[OBJECTIF 1] Reformulez sous forme de liste le paragraphe de l'entretien sur le coaching génératif qui commence par « Aujourd’hui nous évoluons », en conservant ses faits principaux.
[OBJECTIF 2] Relevez, dans l'entretien sur le coaching génératif, tous les termes énumérés au début de la première phrase, avant les points de suspension.
[OBJECTIF 3] Poursuivez l'entretien sur le coaching génératif à partir de sa dernière phrase.

[EXTRAIT DU TEXTE]
+-------+
Coaching exécutif, coaching intuitif, coaching philosophique, coaching ontologique, coaching existentiel, gravitas leadership … Le coaching génératif satisfait-il un effet de mode ou correspond-il à une démarche de fond innovante et prometteuse ?
Dans cette interview à bâtons rompus, nous vous proposons de découvrir le coaching génératif, développeur de congruence et de conscience de ce que chacun génère, d’en comprendre les fondements scientifiques, inspirations philosophiques, avantages, limites et applications concrètes.
Interview de Thérèse Lemarchand, CEO et fondatrice de Mainpaces,
réalisée par Fabrice Daverio et Andrée Kintzinger le 10/11/2023
Le coaching génératif Mainpaces prend compte toutes les dimensions de la personne, physique, mentale, et énergétique, pour l’accompagner sur son chemin de développement.
Il s'appuie sur le coaching génératif développé par Robert Dilts et Stephen Gilligan, et tire son nom de notre mode de fonctionnement. Notre intelligence réelle est générative. A partir des données stockées, conscientes et inconscientes (ce que nous savons mais qui est non accessible d’un point de vue verbal, éventuellement refoulé) de la perception en temps réel des informations transmises par nos sens, notre cerveau formule des hypothèses probabilistes et nous amène à faire des choix, à prendre des positions, à agir.
Les difficultés naissent de nos automatismes, de nos conditionnements, de nos représentations figées et biais cognitifs qui nous amènent à avoir des comportements inadaptés dans certaines situations. Plus les situations se complexifient, plus ces automatismes sont stressables.
On voit ce que peut donner une IA générative lorsque le jeu de données qu’on lui injecte est biaisé, et le risque que cela représente en termes de désinformation. C’est la même chose pour nous, en beaucoup plus sophistiqué.
Aujourd’hui nous évoluons dans une complexité croissante, avec l’accélération des volumes d’échange, de la vitesse de ces échanges, et de leur hétérogénéité. En tant que dirigeants, personnes d’influence et de responsabilités, nous devons élargir notre vision du monde, accueillir la complexité, mieux comprendre nos modes de fonctionnement, et développer de nouvelles manières d’agir. C’est un enjeu majeur pour l’humanité.
Le coaching génératif que nous déployons nous accompagne sur ce chemin.
Il se base sur deux principes clés pour accompagner un changement créatif et durable :
- élargir notre conscience, en intégrant de nouvelles données perceptives et mentales, de nouvelles représentations, en permettant de décortiquer les expériences vécues pour en tirer des enseignements. La conscience est une expérience informative et intégrée. Cela permet de développer cet état créatif et durable qu'est l'état génératif.
- améliorer notre alignement corps-mental, grâce à ces perceptions plus fines, plus vives, et mettre en cohérence nos valeurs, nos intentions, nos manières d’agir. Diminuer les conflits internes permet de gagner en énergie et de se déployer pleinement. Cela demande aussi de la pratique.
Le coaching génératif est un coaching profond. Il met en mouvement à partir d'un état de créativité et d'une intention positive. Il agit très puissamment sur notre motivation et sur le développement de nos capacités, pour passer à l'action, et transformer les obstacles et les résistances. Il se déploie avec tout notre champs de ressources, en cohérence avec nos valeurs et notre dimension spirituelle.
+-------+
[DONNÉES FOURNIES]
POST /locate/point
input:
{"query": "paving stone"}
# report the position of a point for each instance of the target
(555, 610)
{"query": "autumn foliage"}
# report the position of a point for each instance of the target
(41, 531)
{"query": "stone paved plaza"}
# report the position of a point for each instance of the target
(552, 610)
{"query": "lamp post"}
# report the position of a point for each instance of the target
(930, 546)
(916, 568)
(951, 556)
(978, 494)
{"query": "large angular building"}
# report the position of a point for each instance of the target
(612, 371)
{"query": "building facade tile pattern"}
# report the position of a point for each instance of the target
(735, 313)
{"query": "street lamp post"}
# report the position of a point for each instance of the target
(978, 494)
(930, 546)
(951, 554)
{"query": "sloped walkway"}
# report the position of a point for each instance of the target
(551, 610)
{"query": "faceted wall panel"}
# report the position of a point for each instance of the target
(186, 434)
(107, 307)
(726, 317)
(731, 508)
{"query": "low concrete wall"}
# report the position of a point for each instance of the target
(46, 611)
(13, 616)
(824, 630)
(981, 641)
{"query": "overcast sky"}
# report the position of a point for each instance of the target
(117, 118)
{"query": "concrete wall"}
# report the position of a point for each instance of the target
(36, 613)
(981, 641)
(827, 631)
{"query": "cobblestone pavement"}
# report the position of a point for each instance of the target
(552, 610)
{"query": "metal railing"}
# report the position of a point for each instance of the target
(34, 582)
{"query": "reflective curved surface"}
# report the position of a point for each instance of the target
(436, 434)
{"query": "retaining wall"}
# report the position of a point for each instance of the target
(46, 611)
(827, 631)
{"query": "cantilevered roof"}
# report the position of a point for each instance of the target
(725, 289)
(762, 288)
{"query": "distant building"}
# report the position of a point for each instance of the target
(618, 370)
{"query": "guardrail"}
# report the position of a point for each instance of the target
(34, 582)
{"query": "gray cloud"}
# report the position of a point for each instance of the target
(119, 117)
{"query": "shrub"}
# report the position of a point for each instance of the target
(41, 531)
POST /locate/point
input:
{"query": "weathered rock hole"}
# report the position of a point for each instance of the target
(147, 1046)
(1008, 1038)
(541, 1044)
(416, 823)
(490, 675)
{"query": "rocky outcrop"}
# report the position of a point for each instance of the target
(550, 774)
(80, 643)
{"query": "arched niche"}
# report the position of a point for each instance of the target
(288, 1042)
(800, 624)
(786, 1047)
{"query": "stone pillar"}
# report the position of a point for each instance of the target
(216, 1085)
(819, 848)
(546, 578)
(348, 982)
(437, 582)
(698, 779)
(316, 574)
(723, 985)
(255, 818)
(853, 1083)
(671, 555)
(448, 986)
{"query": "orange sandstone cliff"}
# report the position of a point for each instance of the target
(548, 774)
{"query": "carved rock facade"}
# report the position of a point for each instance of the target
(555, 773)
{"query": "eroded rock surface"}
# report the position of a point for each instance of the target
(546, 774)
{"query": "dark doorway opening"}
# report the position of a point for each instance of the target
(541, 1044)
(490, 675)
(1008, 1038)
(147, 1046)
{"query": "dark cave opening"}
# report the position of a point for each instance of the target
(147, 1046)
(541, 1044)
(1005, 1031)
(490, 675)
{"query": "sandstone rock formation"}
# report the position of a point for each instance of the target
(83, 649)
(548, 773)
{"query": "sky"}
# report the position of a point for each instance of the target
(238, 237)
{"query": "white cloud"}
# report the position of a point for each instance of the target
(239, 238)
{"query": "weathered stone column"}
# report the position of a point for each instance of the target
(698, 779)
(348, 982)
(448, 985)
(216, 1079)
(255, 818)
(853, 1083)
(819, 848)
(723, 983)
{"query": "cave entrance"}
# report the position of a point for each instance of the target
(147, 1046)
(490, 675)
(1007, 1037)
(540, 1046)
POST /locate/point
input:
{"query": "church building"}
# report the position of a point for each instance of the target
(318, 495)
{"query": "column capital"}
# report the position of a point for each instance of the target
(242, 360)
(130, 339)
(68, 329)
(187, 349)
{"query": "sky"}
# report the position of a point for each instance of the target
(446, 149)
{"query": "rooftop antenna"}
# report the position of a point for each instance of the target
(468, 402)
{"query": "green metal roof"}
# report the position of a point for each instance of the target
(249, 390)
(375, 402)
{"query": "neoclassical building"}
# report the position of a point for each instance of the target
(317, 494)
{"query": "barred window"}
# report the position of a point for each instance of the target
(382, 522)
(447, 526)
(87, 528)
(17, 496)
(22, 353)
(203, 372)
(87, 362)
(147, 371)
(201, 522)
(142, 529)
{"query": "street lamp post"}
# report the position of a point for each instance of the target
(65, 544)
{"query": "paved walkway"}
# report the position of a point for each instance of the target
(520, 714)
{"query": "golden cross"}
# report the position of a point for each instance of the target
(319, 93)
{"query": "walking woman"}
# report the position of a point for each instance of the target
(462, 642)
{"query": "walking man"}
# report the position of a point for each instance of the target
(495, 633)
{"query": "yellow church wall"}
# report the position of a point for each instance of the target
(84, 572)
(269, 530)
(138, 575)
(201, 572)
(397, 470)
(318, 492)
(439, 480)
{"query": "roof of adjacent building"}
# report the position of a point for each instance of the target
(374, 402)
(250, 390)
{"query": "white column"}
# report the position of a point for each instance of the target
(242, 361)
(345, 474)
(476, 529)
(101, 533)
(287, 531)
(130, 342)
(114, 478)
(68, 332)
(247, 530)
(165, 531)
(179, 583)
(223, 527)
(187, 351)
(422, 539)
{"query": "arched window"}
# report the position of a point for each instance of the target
+-------+
[RÉSULTAT 1]
- Contexte : une complexité croissante, due à l’accélération des volumes d’échange, de leur vitesse et de leur hétérogénéité.
- Pour les dirigeants et les personnes d’influence et de responsabilités, quatre nécessités :
  - élargir leur vision du monde ;
  - accueillir la complexité ;
  - mieux comprendre leurs modes de fonctionnement ;
  - développer de nouvelles manières d’agir.
- Portée : un enjeu majeur pour l’humanité.

[RÉSULTAT 2]
- Coaching exécutif
- Coaching intuitif
- Coaching philosophique
- Coaching ontologique
- Coaching existentiel
- Gravitas leadership

[RÉSULTAT 3]
◦ l’approche est coordonnée : le coach exécutif est le fil rouge – interlocuteur principal de la personne. Il coordonne la petite équipe qui sera rassemblée autour de la personne pour l’accompagner
◦ les décisions relatives au parcours sont collégiales, et sont prises par le coach, l’expert envisagé sur le sujet donné, et un membre tiers.
Le coaching est une approche réflexive qui a fait ses preuves lorsqu’elle est portée par des personnes compétentes. Avec son expertise du questionnement et des systèmes à l’œuvre chez la personne et dans les organisations, une attention portée à la personne, une expérience de la vie et des organisations – ici des postes de direction, le coach joue un rôle de miroir, permet de prendre un temps de recul et de porter un nouveau regard sur les choses. Il facilite la structuration de la pensée et des actions, stimule la motivation, accompagne le mouvement et le changement.
Mais la réflexion n’est pas la seule porte d’entrée de l’humain, et le mental est parfois complètement surinvesti dans les milieux économiques. Cela peut amener les personnes à avoir des structures de pensée surpuissantes, être dissociées de leur corps, à avoir des perceptions étroites et des automatismes délétères. Nous avons tous des schémas de répétitions issus de notre histoire personnelle ou intergénérationnelle... C’est un millefeuille très complexe qui nous agit. Les différentes pratiques (coaching physique, préparation mentale, ostéopathie, hypnose, énergétique chinoise, communication, conscience et respiration,…) permettent de lever les freins émotionnels, les tensions physiques, de faciliter des apprentissages.
Cette approche pluridisciplinaire est issue du sport de haut niveau, où de telles équipes sont mises en place pour accompagner les athlètes dans un objectif qui est la réalisation de performances qui sortent de l’ordinaire, dans des environnements où l’enjeu, la pression, le niveau de compétition sont extrêmes. Les résultats sont là, ce sont ceux d’un Novak Djokovic, d’un Armand Duplantis, d’une Gévrise Emane ou Pauline Ado.
J’ai souhaité transposer cette approche aux dirigeants pour ces mêmes raisons, car ils font face à des niveaux d’enjeu comparable et on ne prend pas suffisamment soin d’eux en tant que personne. C’est très préjudiciable pour eux, pour les organisations qu’ils dirigent, et in fine pour le monde quand les décisions prises sont mortifères.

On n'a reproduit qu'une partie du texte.